Your instructions
Could you count the lines in the entries beneath that hold the word "instance"? Respond with the number alone.

Dataset records
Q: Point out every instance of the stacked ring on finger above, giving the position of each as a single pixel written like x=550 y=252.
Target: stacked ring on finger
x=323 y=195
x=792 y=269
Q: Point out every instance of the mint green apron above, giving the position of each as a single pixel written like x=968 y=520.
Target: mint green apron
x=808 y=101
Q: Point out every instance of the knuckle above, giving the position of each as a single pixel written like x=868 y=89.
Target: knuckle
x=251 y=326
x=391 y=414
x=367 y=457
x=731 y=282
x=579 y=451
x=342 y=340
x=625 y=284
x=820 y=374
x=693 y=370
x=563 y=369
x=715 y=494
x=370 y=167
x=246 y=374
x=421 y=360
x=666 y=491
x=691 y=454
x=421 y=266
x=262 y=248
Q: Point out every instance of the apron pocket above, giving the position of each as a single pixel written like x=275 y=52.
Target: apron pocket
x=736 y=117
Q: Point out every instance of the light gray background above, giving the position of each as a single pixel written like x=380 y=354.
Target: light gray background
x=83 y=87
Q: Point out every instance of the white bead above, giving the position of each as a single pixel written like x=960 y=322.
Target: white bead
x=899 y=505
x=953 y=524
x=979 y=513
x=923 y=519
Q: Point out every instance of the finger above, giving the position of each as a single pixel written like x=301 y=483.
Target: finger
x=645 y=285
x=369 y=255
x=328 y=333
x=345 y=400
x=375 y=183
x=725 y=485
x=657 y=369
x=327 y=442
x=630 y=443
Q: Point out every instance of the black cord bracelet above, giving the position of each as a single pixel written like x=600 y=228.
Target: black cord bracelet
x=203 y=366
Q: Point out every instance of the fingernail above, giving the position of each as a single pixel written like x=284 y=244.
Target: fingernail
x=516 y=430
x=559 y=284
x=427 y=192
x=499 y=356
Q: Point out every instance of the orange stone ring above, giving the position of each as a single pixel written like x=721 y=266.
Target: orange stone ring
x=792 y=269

Output for this exercise
10